**Extrait du document**
---*---

Horreur et putréfaction, honte et scandale, un certain Reynié, politocrate omniprésent avec sa tambouille sondagière, comme dit Schneidermann, a osé, sur les ondes complaisantes de France Inter, lancer des attaques assez ignobles contre Mélenchon et le Front de gauche. Les taxant d’antisémitisme. Cris d’orfraie, bien sûr, du côté du Parti de gauche. Et si on y regardait de plus près.
Il faut dire que Dominique Reynié, qui dirige un think thank, Fondapol, proche de l’UMP, n’y va pas par le dos de la cuiller : "La France comprend trois foyers d'expression de l'antisémitisme très forts. Le premier ce sont les proches du Front National et les électeurs de Marine Le Pen [...] Le deuxième groupe ce sont parmi les Français musulmans [...] Et puis le troisième groupe ce sont les proches du Front de gauche et les électeurs de Jean-Luc Mélenchon 2012, où là aussi on trouve, à un degré moindre, et sur des ajustements ou, je dirais des agencements différents, l'expression d'un antisémitisme fort". "On a [dans ce 3e groupe] une adhésion beaucoup plus forte que la moyenne à des préjugés qui relèvent de cet antisémitisme anticapitaliste et antiglobalisation. Cette idée que les juifs contrôlent l'économie. Qu'il y a un capitalisme cosmopolite, que le monde de la finance est un monde cosmopolite". Et il en a rajouté une couche en s’attaquant à Mélenchon – crime de lèse-Imprecator – en rappelant ses propos sur Moscovici, à l’époque Ministre des finances, à propos de la crise chypriote : "C'est le comportement de quelqu'un qui ne pense plus en français… qui pense dans la langue de la finance internationale" clamait Mélenchon, "c'est le genre de formules qui, au fond, élasticise l'espace public et la parole", commente Reynié.
Le sondage, sur lequel s’appuie Reynié date de Novembre 2014. L’actualité hélas le remet sur le devant de la scène. Il a été réalisé par l’IFOP, présidée par Mme Parisot, qui appartient aussi à Fondapol. Intitulé L’antisémitisme dans l’opinion publique française Nouveaux éclairages, il repose sur un sondage en ligne de 1 005 personnes représentatif des Français âgés de 16 ans et plus et sur un questionnement dans la rue de 575 personnes déclarant être nées dans une famille de religion musulmane, françaises ou non, vivant en France, âgées de 16 ans et plus.

---*---

**Travail demandé**
• 1. Recopiez le passage du texte sur les accusations de Dominique Reynié qui va de « Le sondage, sur » à « ans et plus. ».
• 2. Indiquez si chacune des affirmations suivantes concorde avec le texte sur les accusations de Dominique Reynié. Répondez par oui ou par non, en citant chaque fois les mots du texte qui tranchent. (a) Le sondage sur lequel s'appuie Reynié date de novembre 2014. (b) Le questionnement dans la rue a porté sur 1 005 personnes. (c) Reynié a tenu ses propos sur France Culture.
• 3. Reprenez le texte sur les accusations de Dominique Reynié là où il s'arrête, et écrivez-en la suite.

---*---

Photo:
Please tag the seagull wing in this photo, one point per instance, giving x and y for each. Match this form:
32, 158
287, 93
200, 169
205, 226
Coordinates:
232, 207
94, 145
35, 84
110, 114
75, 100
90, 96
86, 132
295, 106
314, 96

---*---

**Réponses par consigne**
• 1.
Le sondage, sur lequel s’appuie Reynié date de Novembre 2014. L’actualité hélas le remet sur le devant de la scène. Il a été réalisé par l’IFOP, présidée par Mme Parisot, qui appartient aussi à Fondapol. Intitulé L’antisémitisme dans l’opinion publique française Nouveaux éclairages, il repose sur un sondage en ligne de 1 005 personnes représentatif des Français âgés de 16 ans et plus et sur un questionnement dans la rue de 575 personnes déclarant être nées dans une famille de religion musulmane, françaises ou non, vivant en France, âgées de 16 ans et plus.

• 2.
(a) Oui : « Le sondage, sur lequel s’appuie Reynié date de Novembre 2014 ».
(b) Non : « un questionnement dans la rue de 575 personnes ».
(c) Non : « sur les ondes complaisantes de France Inter ».

• 3.
S’agissant du questionnaire en ligne il démarrait par une sorte d’échelle de Richter en soumettant aux sondés des préjugés les plus éculés de l’antisémitisme :
- « Les Juifs utilisent aujourd’hui dans leur propre intérêt leur statut de victimes du génocide nazi pendant la Seconde Guerre mondiale »
- « Les Juifs ont trop de pouvoir dans le domaine de l’économie et de la finance »
- « Les Juifs ont trop de pouvoir dans le domaine des médias »
- « Les Juifs ont trop de pouvoir dans le domaine de la politique »
- « Il existe un complot sioniste à l’échelle mondiale »
- « Les Juifs sont responsables de la crise économique actuelle »
Le degré de préjugé est mesuré par le nombre de réponses positives, de 0 (pas du tout antisémite) à 6 (très antisémite).
Être ou ne pas être antisémite, telle est la question.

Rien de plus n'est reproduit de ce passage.